BEGIN TASK MATERIAL
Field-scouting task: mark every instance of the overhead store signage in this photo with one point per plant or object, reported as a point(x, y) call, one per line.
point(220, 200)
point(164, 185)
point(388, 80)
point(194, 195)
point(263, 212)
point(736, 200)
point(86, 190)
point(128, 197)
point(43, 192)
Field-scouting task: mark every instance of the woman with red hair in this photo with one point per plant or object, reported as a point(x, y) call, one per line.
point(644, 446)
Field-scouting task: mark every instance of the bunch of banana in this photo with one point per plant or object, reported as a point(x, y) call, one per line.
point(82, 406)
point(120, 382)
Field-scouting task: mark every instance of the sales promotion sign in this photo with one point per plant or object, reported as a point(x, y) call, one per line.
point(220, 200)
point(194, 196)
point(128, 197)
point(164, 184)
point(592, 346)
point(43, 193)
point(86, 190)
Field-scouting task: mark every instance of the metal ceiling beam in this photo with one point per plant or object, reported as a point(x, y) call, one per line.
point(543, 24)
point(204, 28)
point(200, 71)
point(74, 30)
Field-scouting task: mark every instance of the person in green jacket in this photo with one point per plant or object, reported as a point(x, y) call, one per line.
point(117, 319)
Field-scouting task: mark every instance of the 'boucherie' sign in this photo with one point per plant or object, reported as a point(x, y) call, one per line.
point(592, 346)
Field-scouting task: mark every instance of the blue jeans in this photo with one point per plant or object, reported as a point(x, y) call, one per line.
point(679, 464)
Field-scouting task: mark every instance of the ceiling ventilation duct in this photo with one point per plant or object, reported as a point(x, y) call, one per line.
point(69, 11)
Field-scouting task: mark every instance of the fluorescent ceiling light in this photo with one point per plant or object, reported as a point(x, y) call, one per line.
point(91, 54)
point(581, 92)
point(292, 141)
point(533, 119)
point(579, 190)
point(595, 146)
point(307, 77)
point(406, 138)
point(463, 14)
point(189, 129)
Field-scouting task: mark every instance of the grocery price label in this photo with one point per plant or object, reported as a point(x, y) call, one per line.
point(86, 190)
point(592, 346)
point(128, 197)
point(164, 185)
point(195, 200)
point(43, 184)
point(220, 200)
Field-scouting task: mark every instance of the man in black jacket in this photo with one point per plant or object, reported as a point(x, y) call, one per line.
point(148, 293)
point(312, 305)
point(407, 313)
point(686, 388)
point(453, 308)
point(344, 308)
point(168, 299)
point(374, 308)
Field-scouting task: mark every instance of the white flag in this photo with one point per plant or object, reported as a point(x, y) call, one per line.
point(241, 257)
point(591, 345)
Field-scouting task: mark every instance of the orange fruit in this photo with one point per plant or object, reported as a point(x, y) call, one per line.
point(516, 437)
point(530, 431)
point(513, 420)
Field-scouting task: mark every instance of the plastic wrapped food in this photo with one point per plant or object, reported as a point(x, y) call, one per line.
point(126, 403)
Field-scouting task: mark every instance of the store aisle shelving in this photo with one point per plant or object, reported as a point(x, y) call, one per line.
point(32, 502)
END TASK MATERIAL
**ACTION ITEM:**
Reproduce the data exactly, altering nothing.

**SOLVED EXERCISE:**
Field-scouting task: mark every instance of the overhead store signage in this photo with one point per plant or object, reported as a point(x, y) call, one per line.
point(220, 200)
point(164, 185)
point(388, 80)
point(194, 195)
point(263, 212)
point(736, 200)
point(86, 190)
point(128, 197)
point(43, 192)
Field-scouting task: mark every instance of the woman with red hair in this photo with one point per plant or object, reported as a point(x, y) call, one per line.
point(644, 446)
Field-scouting task: mark every instance of the bunch of banana in this photo with one point per plant or object, reported as a point(x, y) call, one per line.
point(82, 406)
point(120, 382)
Field-scouting task: mark every instance of the sales promotion sign in this photo with one point per plant or object, reported as a point(x, y) call, one per line.
point(220, 200)
point(194, 196)
point(128, 197)
point(164, 184)
point(592, 346)
point(43, 193)
point(86, 190)
Field-scouting task: mark every instance of the metal ceiling beam in this photo with one point per plant or object, reported as a point(x, y) call, one per line.
point(543, 24)
point(204, 28)
point(200, 71)
point(74, 30)
Field-scouting task: mark every instance of the person in green jacket in this photo with one point per plant or object, reported as a point(x, y) call, one per line.
point(117, 319)
Field-scouting task: mark every instance of the 'boucherie' sign in this photo with one point per plant or object, reported as a point(x, y) call, one per line.
point(592, 346)
Field-scouting task: mark every instance of the blue jeans in this photo with one point per plant or object, reported as a point(x, y) call, one per line.
point(679, 464)
Field-scouting task: mark every instance of the ceiling ventilation duct in this photo with one point per plant or object, reported as a point(x, y) call, one per line.
point(69, 11)
Field-scouting task: mark every instance of the fluorescent ceiling light in this photo with one point per plant or object, reported as a point(x, y) call, one per line.
point(91, 54)
point(581, 92)
point(292, 141)
point(533, 119)
point(579, 190)
point(595, 146)
point(307, 77)
point(406, 138)
point(463, 14)
point(189, 129)
Field-scouting task: mark every instance of the grocery price label in this photo with one point per plant or object, reported as a point(x, y) call, one per line.
point(86, 190)
point(592, 346)
point(128, 197)
point(164, 185)
point(195, 200)
point(43, 184)
point(220, 200)
Field-scouting task: mark every instance of the man in black jacket in this photo with one point per plant or object, reported as a point(x, y) call, one per line.
point(148, 293)
point(312, 305)
point(407, 313)
point(686, 388)
point(453, 308)
point(344, 308)
point(168, 299)
point(374, 308)
Field-scouting task: mark every instance of the white flag in this photo with one point per plant or object, reported as a point(x, y) call, one per line.
point(241, 257)
point(591, 345)
Field-scouting task: mark every instance of the orange fruit in this photo with one point per plant or object, reported as a point(x, y) call, one per line.
point(516, 437)
point(530, 431)
point(513, 420)
Field-scouting task: mark every instance of the plastic wrapped food in this photo with one point per plant or object, reported as a point(x, y) call, one per line.
point(126, 403)
Field-scouting task: mark every instance of the store aisle shelving in this photo with one point per plant or object, reported as a point(x, y) call, one per line.
point(32, 502)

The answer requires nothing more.